◆ Brief
An unchanged copy of every record below, without pictures, is the goal.

◆ Records from a data source
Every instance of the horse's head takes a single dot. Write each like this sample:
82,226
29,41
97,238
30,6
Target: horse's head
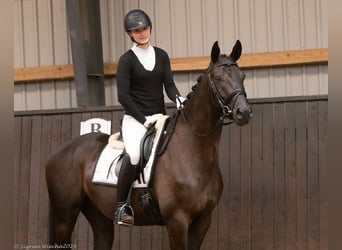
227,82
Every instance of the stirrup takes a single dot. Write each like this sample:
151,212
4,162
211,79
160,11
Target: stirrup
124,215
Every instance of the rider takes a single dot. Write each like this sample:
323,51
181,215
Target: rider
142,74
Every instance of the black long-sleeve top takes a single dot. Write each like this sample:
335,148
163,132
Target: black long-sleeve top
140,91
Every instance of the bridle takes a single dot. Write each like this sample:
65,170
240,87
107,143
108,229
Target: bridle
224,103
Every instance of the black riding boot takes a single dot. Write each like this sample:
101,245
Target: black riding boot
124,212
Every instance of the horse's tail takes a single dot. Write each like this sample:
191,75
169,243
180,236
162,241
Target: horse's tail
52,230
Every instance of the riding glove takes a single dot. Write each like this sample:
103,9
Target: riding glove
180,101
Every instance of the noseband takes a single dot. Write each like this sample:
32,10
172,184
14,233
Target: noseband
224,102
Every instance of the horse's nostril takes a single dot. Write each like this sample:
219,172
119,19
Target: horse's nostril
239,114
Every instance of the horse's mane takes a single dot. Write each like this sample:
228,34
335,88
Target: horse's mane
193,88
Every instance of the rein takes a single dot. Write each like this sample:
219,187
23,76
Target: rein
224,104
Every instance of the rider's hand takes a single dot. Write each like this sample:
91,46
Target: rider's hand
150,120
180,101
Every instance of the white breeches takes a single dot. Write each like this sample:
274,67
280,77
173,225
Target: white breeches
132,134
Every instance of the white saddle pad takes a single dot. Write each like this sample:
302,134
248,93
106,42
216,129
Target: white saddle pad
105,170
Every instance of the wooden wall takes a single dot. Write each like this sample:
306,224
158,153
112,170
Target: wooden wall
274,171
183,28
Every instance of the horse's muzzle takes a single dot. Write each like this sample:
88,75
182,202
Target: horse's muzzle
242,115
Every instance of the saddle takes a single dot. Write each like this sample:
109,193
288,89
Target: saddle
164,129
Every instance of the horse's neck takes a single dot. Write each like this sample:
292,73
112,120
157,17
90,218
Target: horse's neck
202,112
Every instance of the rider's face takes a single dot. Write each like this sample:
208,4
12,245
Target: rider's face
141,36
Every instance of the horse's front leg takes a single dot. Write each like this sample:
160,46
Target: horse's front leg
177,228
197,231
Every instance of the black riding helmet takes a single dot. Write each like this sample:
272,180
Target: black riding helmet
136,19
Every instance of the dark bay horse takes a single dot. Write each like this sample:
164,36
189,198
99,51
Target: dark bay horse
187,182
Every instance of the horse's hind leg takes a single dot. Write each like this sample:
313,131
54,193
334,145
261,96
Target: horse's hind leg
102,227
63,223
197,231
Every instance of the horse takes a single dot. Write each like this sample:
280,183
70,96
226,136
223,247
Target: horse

◆ Answer to the problem
Every instance of the horse's head takes a single dot. Write each like this sample:
82,226
29,41
97,238
30,6
Target: horse's head
227,82
Every instance of the stirrup takes a single dot. Write each like this sample:
151,212
4,162
211,79
160,11
Target: stirrup
124,215
Every instance of the rider takes a single dot. Write each like this sample:
323,51
181,215
Target: rider
142,74
Every instance of the black long-sleeve top takes a single dot. Write each like this sample:
335,148
163,132
Target: black long-sleeve top
140,91
Every instance of the bridle takes a single dot. Write each like this sample:
65,170
240,87
107,143
108,229
Target: bridle
224,103
Every instance of the black riding boot takes a single dot. Write each like this sample:
101,245
Target: black riding boot
124,212
Every instance of the horse's tail takes a single dot. Write each like this sample:
191,75
169,243
180,236
162,241
Target: horse's tail
52,230
Every instance of the riding glove takes a single dot. Write each like this sample:
103,9
Target: riding glove
180,101
Every instance of the noseband takes a single dot. Write each like this sample:
32,10
172,184
14,233
Target: noseband
224,102
Every instance of the horse's nostril takes a single dot. Write each like this sample:
219,172
119,19
Target: horse's nostril
239,114
Every instance of the horse's mane takes a single dot. Write each like this sample:
228,34
335,88
Target: horse's mane
193,88
Every instance of the rein takes a single dot. Write each like this sample:
219,187
23,76
Target: rein
224,104
Every instance of the rider's hand takes a single dot. Write each like this sample:
91,46
Target: rider's hand
150,120
180,101
Every instance of the white breeches takes a single dot. Write each like this sample:
274,67
280,77
173,225
Target: white breeches
132,134
Every instance of the white saddle pad takes a single dot. Write each like this sample:
302,134
248,93
106,42
216,129
Target: white saddle pad
105,170
Every instance of the wooden wall takes a single dot. Write each like this sample:
306,224
158,153
112,170
Target: wooden wall
274,171
183,28
Every instance of the horse's muzzle takes a single dot. Write each like this sample:
88,75
182,202
Target: horse's muzzle
242,115
Every instance of the saddle takes a single dot. Write each like this sample:
109,193
288,89
Target: saddle
164,129
Every instance of the horse's neck takes a single dot. Write each like this sample:
292,73
112,120
157,17
90,218
Target: horse's neck
202,112
Every instance of the rider's face takes a single dot. Write each like this sample:
208,4
12,245
Target: rider's face
141,36
Every instance of the horse's front leg takes a single dot. Write each like this sample:
160,46
Target: horse's front leg
177,228
197,231
Every instance of the black riding helmet takes a single dot. Write each like this sample:
272,180
Target: black riding helmet
136,19
Every instance of the dark bay horse takes a single dot. Write each like this sample:
164,36
189,198
99,51
Target: dark bay horse
187,182
Every instance of the horse's hind leg takes a single dot. Write each like this sample:
313,131
54,193
334,145
261,96
Target: horse's hind leg
102,227
63,223
197,231
Every instance of the horse takes a single dot. Write each like this sample:
280,183
70,96
226,136
223,247
Target: horse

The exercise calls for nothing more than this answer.